### [Exercise details]
Write the next part of the passage on making subject access requests to Cifas, starting right after its final sentence.

### [Excerpt provided]
--- begin ---

From the ICO "An individual can make a [Subject Access request] SAR verbally or in writing, including on social media. A request is valid if it is clear that the individual is asking for their own personal data. An individual does not need to use a specific form of words, refer to legislation or direct the request to a specific contact."

The Credit Industry Fraud Avoidance System (Cifas) says "If you wish to request a copy of any data held about you on the Cifas Database, the only way is to apply online", "In line with government recommendations the Cifas office is now closed and therefore we are unable to send or receive post" and "we are unable to handle requests over email as we require originals of some documents in order to prove your identity before releasing information about you". If you go through the web form (which requires javascript to even load) it provides an option for online verification (submission of images of Proof of ID and Proof of address). There appears to be no way to make a DSAR using the web form until after you have provided documents.

--- end ---

Records of labeled points
--- begin ---

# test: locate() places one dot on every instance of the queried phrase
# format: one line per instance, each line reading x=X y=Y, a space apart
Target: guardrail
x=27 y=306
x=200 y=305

--- end ---

### [Output of the task]
Is it consistent with the GDPR for companies to restrict the means through which a GDPR DSAR can be made, particularly if the restrictions require one to provide specific PII prior to being able to make a request, rather than after? Does it make a difference if the restriction makes technical sense, ie. so "only through post as we need originals" may be justifiable when "we will accept images submitted by a web form but not over email" may not be? If one sent an email request to these people, and at least one email reached its destination would that count as a valid DSAR? Is it reasonable to request original documents to complete a DSAR? While I may feel like I could trust Cifas, I really would not want to send any original documents to most data controllers.

1 Answer 1


GDPR (Recital 64 Identity verification) says about this topic:

The controller should use all reasonable measures to verify the identity of a data subject who requests access, in particular in the context of online services and online identifiers. A controller should not retain personal data for the sole purpose of being able to react to potential requests.

In the opinion of ProtonMail, GDPR also means:

It's easy for your customers to request and receive all the information you have about them.

People have the right to see what personal data you have about them and how you're using it. They also have a right to know how long you plan to store their information and the reason for keeping it that length of time. You have to send them the first copy of this information for free but can charge a reasonable fee for subsequent copies. Make sure you can verify the identity of the person requesting the data. You should be able to comply with such requests within a month.

Looks like this is still open to interpretation how to handle this till there are first court decision.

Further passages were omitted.